▶ Instruction A
According to the AzCopy post below, why does the script check MD5 hashes even though AzCopy already handles the transfers efficiently? Answer in one to three sentences.
▶ Instruction B
Reproduce the AzCopy post word for word, between "When syncing large" and "on both ends.", inclusive.

▶ Passage to read
* * * *

Building a Smart Offsite Sync and MD5 Verification Script with AzCopy

When working with cloud storage, particularly when syncing files to Azure Blob Storage, ensuring the integrity of the files is very important. Azure's AzCopy tool offers powerful features for syncing files between a local directory and Azure Blob Storage. However, while AzCopy handles transfers efficiently, adding a layer of file integrity verification using MD5 hashes helps ensure the files were transferred correctly.

In this post, I will walk you through how I built a smart sync-and-verify backup script using AzCopy. The script syncs files to Azure Blob Storage and verifies the integrity of changed files by comparing MD5 hashes between local and Azure-stored files.

Problem Statement

When syncing large directories of files to cloud storage, especially during backups, it is essential to verify that transferred files are identical to the local files by comparing their MD5 hashes.

Solution

By integrating AzCopy's sync functionality with a custom shell script, we can:

  1. Sync files from a local directory to Azure Blob Storage.
  2. Extract details of the transferred files from the AzCopy job logs.
  3. Perform MD5 verification to ensure the files are consistent on both ends.

Tools Used

  • AzCopy: A command-line tool that helps manage and transfer data to/from Azure Blob Storage.
  • Bash: The script was built in Bash, enabling seamless integration with the Linux environment.
  • Azure CLI: Used to retrieve MD5 hashes from Azure Blob Storage.

Shell Script Workflow

Step 1: Setting Up Variables

Before diving into the logic, we define key variables, including the local directory to be synced, Azure Storage account details, and the location for logs. Here's an example setup:

STORAGE_ACCOUNT="myStorageAccount"

* * * *

▶ Recorded data

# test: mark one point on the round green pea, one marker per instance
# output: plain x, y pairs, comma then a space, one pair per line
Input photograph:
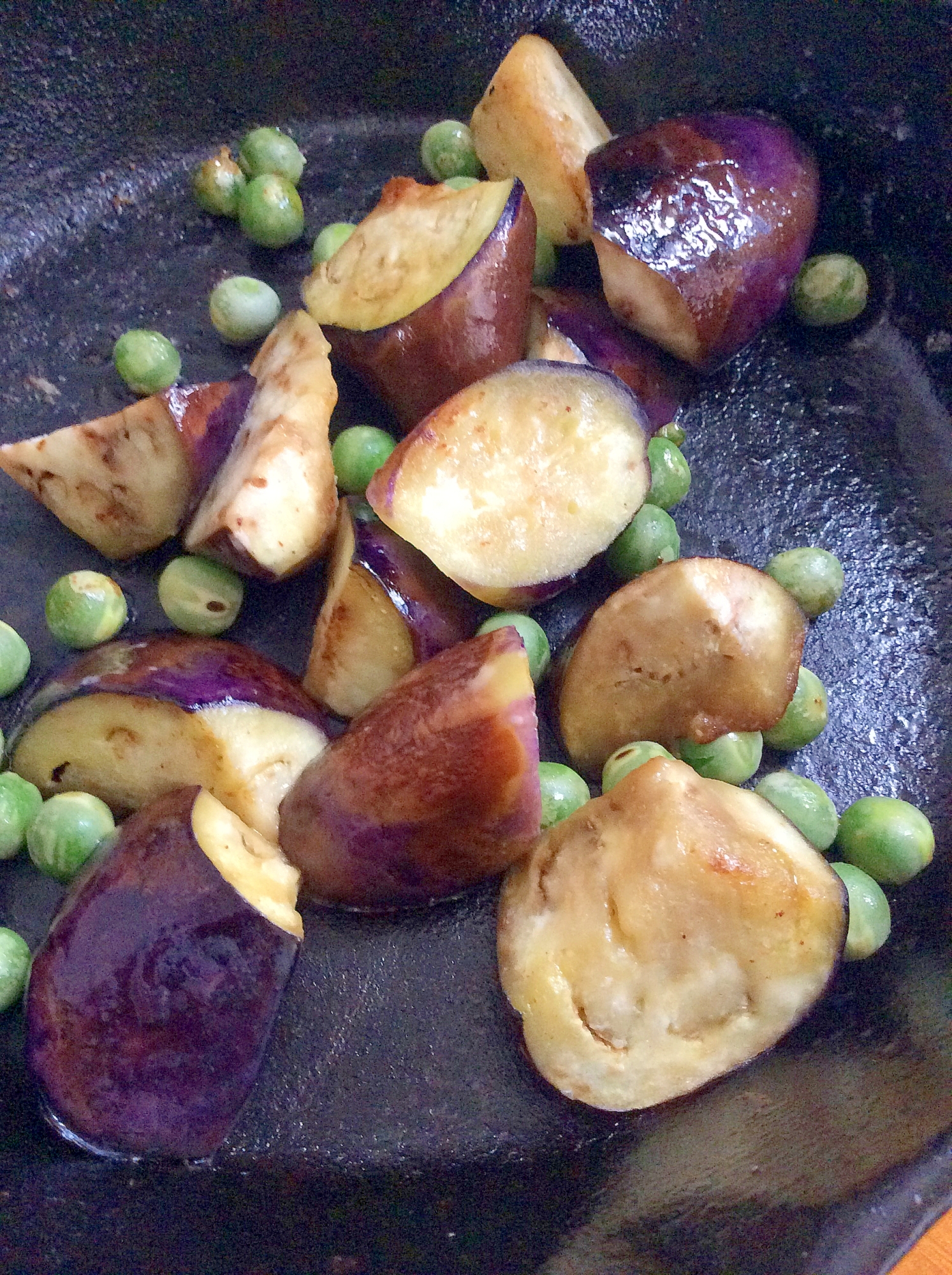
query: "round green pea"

* * * *

▶ Complete answer A
MD5 verification adds a layer of file integrity checking that helps ensure the files were transferred correctly. Comparing the MD5 hashes of the local files and the Azure-stored copies confirms that the transferred files are identical to the local ones.

▶ Complete answer B
When syncing large directories of files to cloud storage, especially during backups, it is essential to verify that transferred files are identical to the local files by comparing their MD5 hashes.

Solution

By integrating AzCopy's sync functionality with a custom shell script, we can:

  1. Sync files from a local directory to Azure Blob Storage.
  2. Extract details of the transferred files from the AzCopy job logs.
  3. Perform MD5 verification to ensure the files are consistent on both ends.